:: Supplied text ::
By all measures, life is better. Because of our ability to safely, responsibly and efficiently develop natural resources, our standard of living is up, life expectancy is up, and our environment is cleaner. Individuals prosper while also enjoying a healthy planet. If we create an atmosphere where human potential flourishes and we dare to imagine, then everyone can reap the benefits of affordable, reliable, abundant, and safe power and revel in the beauty of a thriving environment.

Our Vision

Access to affordable, reliable, abundant, safe energy and a clean environment are not mutually exclusive. At E2P we envision a Colorado where every person is in control of his or her own energy and environmental destiny. Private property owners are in the best position to protect their land and environment, and the choice of energy resources and how they are utilized should come from the demands of an innovative and free market.

What is the role of government? To remain neutral, let markets work, let individuals innovate, limit regulations, and refrain from picking winners and losers.

:: Data for processing ::
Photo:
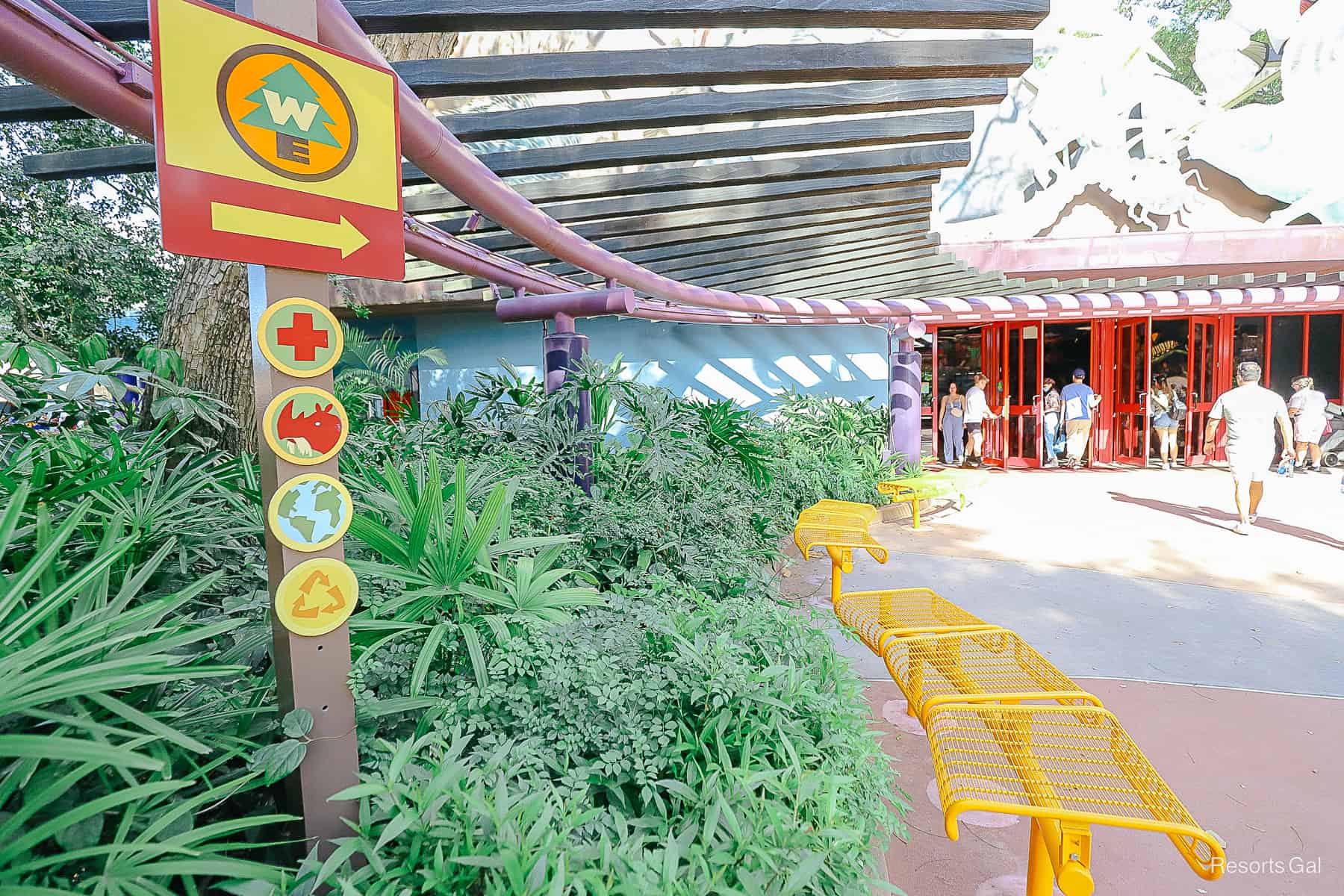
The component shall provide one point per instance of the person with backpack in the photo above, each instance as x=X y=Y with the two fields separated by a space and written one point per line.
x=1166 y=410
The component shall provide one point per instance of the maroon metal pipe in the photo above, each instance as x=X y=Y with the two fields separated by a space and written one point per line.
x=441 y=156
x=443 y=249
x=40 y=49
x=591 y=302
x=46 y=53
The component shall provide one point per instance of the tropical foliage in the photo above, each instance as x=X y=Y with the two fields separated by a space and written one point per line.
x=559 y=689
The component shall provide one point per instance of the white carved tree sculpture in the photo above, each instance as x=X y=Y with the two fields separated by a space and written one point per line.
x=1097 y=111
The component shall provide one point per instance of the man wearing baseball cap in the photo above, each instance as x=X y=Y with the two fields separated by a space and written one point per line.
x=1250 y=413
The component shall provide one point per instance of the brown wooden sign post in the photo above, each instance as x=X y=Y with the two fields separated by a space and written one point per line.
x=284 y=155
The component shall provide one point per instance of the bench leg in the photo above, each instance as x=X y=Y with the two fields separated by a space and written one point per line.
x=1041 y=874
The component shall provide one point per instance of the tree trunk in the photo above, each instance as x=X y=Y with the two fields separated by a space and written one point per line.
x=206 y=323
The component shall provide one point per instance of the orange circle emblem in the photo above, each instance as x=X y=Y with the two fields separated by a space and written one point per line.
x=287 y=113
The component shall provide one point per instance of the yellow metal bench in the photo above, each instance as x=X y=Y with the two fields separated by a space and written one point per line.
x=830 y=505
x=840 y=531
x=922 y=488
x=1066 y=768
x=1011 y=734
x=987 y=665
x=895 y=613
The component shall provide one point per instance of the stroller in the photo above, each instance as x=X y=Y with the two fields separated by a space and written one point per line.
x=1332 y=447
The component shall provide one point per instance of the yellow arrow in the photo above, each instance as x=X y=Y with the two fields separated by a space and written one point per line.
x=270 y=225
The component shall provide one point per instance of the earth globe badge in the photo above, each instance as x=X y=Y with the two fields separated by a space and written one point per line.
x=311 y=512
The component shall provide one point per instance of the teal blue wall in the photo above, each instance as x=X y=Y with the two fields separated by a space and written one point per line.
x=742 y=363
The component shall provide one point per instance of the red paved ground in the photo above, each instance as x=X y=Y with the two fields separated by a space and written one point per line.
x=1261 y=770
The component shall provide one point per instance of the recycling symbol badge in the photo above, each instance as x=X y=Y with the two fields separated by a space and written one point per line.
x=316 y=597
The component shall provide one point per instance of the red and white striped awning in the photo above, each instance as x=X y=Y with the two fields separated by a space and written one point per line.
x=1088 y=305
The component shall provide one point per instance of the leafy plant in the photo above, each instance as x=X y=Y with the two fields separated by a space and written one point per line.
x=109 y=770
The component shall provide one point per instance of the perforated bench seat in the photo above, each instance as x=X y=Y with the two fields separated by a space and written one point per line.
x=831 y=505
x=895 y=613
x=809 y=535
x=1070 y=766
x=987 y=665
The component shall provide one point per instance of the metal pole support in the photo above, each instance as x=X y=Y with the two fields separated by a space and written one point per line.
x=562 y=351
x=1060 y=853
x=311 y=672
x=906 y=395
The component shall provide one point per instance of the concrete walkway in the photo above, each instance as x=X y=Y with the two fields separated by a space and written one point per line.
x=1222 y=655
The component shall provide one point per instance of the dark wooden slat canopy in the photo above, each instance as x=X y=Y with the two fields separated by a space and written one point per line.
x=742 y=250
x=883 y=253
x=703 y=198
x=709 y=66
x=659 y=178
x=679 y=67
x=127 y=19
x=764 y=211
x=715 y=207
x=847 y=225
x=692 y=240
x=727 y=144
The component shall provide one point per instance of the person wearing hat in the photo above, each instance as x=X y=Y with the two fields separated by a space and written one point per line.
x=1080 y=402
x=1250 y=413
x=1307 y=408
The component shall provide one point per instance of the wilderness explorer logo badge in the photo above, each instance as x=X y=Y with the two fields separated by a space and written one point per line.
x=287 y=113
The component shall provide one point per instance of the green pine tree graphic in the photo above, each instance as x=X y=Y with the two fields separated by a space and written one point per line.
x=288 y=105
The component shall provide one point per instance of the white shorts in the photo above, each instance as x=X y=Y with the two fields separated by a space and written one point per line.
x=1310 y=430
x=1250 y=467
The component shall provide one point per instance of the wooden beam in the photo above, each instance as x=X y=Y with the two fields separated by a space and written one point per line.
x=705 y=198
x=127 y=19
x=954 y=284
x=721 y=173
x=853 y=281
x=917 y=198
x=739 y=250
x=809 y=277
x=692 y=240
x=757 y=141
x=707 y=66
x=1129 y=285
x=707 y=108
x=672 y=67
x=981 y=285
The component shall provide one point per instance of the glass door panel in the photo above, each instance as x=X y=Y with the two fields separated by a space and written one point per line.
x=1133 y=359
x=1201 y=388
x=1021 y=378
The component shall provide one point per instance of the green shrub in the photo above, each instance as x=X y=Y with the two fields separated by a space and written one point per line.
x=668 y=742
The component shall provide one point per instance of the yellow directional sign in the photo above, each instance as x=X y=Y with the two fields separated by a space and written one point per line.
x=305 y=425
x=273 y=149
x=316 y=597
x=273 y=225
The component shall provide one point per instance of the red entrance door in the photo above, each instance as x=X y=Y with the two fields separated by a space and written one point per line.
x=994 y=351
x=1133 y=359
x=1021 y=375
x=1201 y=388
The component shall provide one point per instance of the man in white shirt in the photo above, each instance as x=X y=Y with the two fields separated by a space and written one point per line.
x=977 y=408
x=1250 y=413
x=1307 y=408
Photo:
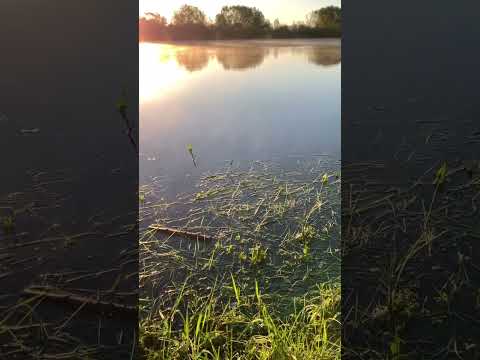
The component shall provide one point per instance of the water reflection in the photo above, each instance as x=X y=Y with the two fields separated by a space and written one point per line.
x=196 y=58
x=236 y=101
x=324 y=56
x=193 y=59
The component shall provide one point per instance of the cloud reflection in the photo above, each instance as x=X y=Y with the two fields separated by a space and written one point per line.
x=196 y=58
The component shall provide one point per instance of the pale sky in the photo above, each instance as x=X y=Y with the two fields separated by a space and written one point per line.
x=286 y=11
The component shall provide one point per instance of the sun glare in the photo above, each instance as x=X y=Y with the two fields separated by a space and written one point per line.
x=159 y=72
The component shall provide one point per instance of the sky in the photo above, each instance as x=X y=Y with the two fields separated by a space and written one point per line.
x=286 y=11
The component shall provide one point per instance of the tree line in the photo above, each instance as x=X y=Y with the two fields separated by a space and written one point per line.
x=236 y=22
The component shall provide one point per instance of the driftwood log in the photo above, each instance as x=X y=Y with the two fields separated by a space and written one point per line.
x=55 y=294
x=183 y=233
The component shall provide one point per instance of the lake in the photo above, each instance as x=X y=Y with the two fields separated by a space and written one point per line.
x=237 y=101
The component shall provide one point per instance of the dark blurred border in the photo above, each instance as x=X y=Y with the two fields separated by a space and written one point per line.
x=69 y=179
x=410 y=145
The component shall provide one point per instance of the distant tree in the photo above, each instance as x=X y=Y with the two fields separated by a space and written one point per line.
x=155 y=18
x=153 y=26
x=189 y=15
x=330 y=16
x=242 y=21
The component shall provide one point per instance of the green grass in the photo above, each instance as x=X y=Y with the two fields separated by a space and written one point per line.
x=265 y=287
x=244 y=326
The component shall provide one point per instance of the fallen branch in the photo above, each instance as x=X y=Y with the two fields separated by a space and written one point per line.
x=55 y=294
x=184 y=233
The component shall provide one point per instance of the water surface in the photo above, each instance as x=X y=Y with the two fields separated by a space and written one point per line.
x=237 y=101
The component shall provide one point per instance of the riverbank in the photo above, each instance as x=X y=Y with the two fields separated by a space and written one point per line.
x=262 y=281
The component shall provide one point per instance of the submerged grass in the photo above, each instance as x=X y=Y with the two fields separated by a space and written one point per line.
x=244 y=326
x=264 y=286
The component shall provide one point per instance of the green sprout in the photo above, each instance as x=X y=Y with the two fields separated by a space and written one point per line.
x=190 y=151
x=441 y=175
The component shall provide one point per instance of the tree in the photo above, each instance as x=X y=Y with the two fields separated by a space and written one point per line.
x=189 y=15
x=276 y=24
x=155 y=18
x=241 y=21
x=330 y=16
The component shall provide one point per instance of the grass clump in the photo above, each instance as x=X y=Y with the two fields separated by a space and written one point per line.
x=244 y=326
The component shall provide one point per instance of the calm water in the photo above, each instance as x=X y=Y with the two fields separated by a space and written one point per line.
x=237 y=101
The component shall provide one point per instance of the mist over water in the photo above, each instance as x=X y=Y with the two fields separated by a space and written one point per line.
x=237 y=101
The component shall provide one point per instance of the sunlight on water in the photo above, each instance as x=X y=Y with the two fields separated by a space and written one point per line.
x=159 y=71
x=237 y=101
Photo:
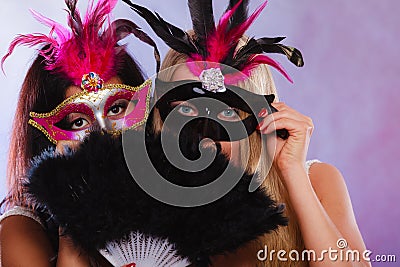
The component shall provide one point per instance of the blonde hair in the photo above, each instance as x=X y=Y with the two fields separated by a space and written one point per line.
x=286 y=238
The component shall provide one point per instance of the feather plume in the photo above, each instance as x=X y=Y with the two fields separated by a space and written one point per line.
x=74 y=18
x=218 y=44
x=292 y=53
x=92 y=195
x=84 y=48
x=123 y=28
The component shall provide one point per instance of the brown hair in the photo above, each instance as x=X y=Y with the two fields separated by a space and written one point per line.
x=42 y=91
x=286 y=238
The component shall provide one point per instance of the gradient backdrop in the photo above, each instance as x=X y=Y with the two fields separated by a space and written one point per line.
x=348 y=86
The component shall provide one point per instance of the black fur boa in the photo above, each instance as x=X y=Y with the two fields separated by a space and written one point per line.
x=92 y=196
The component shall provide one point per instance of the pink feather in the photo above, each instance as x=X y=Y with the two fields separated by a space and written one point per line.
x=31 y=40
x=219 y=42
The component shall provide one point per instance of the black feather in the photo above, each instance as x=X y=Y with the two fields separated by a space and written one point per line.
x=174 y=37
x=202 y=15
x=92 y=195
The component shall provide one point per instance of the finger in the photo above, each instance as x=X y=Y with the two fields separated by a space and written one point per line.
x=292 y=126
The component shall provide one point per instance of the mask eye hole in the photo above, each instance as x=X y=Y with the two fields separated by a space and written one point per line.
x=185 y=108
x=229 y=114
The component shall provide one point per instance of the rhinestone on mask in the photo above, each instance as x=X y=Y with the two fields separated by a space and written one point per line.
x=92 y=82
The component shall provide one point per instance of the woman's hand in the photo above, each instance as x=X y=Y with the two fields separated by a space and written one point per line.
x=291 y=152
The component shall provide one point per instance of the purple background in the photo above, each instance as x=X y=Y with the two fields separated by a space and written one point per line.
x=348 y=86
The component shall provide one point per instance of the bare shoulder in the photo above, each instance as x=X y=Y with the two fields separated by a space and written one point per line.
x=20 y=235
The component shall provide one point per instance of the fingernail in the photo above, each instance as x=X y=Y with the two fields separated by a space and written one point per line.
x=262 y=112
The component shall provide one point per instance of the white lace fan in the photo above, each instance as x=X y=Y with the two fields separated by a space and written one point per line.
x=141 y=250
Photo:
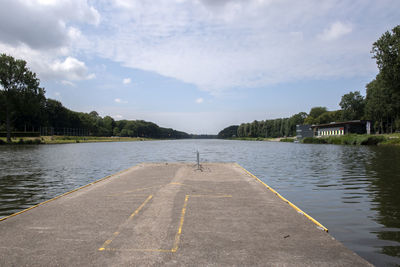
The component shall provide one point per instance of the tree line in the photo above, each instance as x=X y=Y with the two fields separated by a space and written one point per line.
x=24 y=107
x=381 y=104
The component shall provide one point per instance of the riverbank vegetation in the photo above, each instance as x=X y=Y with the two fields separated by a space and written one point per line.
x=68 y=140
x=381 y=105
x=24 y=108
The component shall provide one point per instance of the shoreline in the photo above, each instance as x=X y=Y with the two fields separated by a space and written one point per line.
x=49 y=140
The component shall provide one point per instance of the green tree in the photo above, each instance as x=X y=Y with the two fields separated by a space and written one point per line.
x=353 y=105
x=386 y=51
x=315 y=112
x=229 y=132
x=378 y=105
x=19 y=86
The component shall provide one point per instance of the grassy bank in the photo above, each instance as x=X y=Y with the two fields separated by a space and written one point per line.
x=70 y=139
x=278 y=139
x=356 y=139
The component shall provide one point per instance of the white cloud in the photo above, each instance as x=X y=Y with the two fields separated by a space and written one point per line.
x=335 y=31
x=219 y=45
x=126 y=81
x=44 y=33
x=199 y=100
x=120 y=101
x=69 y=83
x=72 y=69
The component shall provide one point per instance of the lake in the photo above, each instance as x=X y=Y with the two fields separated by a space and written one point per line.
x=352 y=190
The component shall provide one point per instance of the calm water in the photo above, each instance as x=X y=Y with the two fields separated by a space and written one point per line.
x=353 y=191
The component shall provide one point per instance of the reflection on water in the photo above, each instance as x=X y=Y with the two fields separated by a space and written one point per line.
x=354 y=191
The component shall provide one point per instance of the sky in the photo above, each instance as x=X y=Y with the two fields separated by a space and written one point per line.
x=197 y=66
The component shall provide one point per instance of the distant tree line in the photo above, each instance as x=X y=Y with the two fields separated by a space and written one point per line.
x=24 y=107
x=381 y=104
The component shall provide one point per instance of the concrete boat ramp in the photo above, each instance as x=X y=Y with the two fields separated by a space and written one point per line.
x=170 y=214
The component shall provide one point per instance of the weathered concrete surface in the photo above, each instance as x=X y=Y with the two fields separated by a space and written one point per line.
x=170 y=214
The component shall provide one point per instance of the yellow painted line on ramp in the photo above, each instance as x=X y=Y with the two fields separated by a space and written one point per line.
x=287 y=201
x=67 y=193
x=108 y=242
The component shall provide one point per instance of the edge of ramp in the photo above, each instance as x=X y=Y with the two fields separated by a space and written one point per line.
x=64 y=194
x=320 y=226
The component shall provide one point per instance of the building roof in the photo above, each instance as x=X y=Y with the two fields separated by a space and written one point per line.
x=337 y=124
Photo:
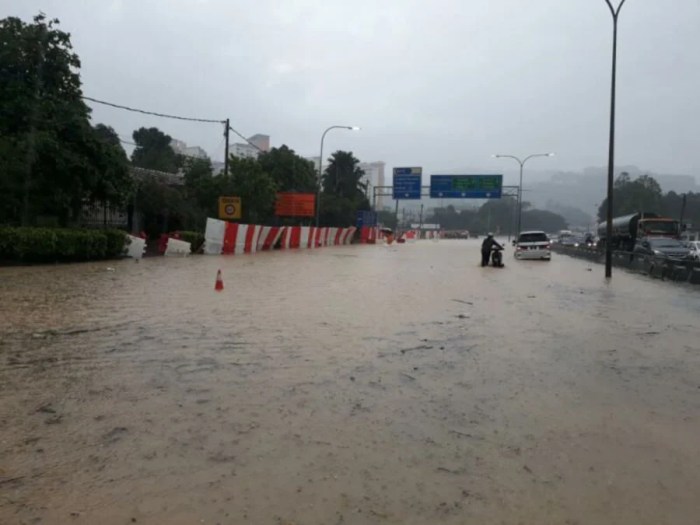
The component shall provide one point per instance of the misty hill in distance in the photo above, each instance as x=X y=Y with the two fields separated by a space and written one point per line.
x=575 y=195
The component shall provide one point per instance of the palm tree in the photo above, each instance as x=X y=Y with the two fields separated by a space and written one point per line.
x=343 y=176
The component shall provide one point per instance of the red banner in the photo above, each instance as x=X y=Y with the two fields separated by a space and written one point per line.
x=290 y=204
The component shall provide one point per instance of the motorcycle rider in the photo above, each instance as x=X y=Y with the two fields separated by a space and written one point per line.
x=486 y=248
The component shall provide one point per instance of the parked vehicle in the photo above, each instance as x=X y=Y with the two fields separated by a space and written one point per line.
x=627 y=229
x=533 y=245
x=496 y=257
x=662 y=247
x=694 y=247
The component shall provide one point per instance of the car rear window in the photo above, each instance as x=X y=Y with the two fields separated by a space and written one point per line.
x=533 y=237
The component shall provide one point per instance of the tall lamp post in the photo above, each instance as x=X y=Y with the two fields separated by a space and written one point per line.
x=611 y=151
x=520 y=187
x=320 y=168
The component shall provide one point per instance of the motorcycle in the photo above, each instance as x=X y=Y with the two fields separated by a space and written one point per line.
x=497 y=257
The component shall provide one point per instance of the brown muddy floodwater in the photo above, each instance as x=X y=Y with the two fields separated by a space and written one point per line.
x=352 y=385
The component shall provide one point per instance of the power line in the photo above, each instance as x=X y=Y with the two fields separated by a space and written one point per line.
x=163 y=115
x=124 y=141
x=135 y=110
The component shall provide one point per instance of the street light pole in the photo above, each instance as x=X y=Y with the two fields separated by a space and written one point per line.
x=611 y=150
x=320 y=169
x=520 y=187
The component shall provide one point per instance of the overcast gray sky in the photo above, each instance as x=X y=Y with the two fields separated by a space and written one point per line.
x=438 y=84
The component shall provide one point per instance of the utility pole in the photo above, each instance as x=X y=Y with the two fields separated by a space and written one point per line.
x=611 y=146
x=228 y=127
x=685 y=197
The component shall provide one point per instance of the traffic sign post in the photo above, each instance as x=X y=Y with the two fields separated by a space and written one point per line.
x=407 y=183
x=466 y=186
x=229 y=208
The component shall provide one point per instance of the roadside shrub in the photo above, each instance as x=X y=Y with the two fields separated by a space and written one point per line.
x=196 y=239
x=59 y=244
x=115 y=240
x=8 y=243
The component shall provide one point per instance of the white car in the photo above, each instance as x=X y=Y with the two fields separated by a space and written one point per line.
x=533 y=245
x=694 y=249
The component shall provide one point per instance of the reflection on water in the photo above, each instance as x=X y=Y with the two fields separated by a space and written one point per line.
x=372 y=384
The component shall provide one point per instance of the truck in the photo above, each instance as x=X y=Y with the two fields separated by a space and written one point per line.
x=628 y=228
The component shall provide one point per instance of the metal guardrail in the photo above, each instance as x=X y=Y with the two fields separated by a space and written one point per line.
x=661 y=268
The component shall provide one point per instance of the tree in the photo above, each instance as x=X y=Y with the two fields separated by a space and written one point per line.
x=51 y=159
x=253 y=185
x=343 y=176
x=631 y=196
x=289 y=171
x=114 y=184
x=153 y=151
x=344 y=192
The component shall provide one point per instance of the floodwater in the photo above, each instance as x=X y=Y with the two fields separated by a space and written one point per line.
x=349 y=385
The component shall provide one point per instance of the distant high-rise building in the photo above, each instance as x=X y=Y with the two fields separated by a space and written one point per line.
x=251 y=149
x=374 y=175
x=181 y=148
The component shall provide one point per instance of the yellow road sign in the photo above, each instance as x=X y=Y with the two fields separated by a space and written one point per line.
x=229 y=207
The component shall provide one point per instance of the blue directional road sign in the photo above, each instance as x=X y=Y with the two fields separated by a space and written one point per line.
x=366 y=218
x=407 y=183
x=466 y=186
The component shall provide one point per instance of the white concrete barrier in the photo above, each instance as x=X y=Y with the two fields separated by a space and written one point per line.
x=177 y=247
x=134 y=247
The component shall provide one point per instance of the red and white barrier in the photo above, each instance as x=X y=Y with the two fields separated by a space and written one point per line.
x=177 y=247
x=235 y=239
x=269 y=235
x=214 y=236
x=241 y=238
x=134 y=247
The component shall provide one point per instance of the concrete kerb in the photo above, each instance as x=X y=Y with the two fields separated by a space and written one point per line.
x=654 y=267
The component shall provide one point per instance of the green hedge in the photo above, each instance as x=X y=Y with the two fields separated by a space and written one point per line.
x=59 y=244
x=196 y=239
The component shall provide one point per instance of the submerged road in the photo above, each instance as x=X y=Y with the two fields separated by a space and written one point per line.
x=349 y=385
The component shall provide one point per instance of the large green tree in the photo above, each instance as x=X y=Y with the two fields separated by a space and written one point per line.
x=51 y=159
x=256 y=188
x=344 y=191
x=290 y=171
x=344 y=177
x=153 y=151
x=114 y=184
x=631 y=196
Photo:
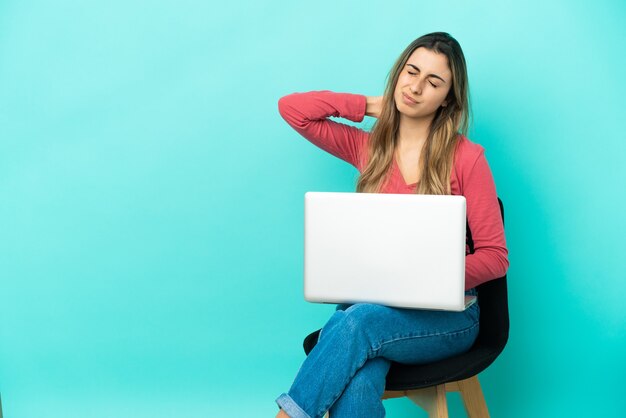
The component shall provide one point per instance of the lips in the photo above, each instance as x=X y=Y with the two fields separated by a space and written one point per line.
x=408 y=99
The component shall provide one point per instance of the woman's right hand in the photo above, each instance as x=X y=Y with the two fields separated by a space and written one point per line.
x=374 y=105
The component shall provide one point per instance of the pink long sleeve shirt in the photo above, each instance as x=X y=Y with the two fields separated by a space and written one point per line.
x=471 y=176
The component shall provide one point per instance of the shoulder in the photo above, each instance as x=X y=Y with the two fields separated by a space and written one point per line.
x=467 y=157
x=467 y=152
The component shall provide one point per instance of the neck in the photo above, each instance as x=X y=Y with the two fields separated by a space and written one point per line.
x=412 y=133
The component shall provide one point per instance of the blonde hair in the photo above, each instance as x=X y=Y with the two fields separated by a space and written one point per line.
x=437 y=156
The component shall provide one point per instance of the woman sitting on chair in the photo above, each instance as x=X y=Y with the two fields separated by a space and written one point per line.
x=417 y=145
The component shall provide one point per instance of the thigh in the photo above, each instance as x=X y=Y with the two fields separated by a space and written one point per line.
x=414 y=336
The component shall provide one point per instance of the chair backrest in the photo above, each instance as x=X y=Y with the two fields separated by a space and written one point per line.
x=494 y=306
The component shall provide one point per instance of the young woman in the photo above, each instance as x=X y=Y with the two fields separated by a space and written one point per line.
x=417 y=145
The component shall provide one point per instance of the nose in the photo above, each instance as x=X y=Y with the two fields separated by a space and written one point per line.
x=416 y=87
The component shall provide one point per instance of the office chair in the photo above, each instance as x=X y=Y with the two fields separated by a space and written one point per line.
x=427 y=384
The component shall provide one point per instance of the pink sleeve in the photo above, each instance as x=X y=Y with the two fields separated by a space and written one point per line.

:: Task list ::
1. Shorten the paragraph of the energy text that begins "Access to affordable, reliable" and keep its main facts.
2. Format the stretch of entries from their start through the line that contains "x=284 y=155" as a two-column CSV with the headers request and answer. Give one row per request, put each field in quotes with line breaks turned into spaces, and leave the pictures out.

:: Written answers ::
1. Affordable, reliable, abundant, safe energy and a clean environment can coexist. E2P envisions a Colorado where each person controls his or her own energy and environmental destiny. Private property owners are best placed to protect their land and environment. The demands of an innovative, free market should decide which energy resources are chosen and how they are used.

2.
request,answer
"Photo: The component shall provide one point per instance of the person with backpack in the photo above, each instance as x=X y=Y with the two fields separated by a space and written one point per line.","x=1166 y=410"
"The component shall provide one point per instance of the maroon metal pipe in the photo above, each instance as x=X y=Y with the two fields separated by a space and written one point per line.","x=441 y=156 x=443 y=249 x=40 y=49 x=591 y=302 x=46 y=53"
"The component shall provide one point per instance of the tropical foliage in the photo above, each instance as x=X y=Y with the two fields separated by a space and written one point per line.","x=559 y=689"
"The component shall provide one point per instance of the white carved tree sculpture in the photo above, each instance as x=X y=Y with the two fields separated by a space and written one point per line.","x=1097 y=111"
"The component shall provide one point per instance of the man wearing baseball cap in the photo above, each instance as x=X y=Y with the two fields separated by a space and written one point per line.","x=1250 y=413"
"The component shall provide one point per instance of the brown wooden sign post in the photo above, each instance as x=X y=Y with the two fields separated by a space and written one point per line.","x=284 y=155"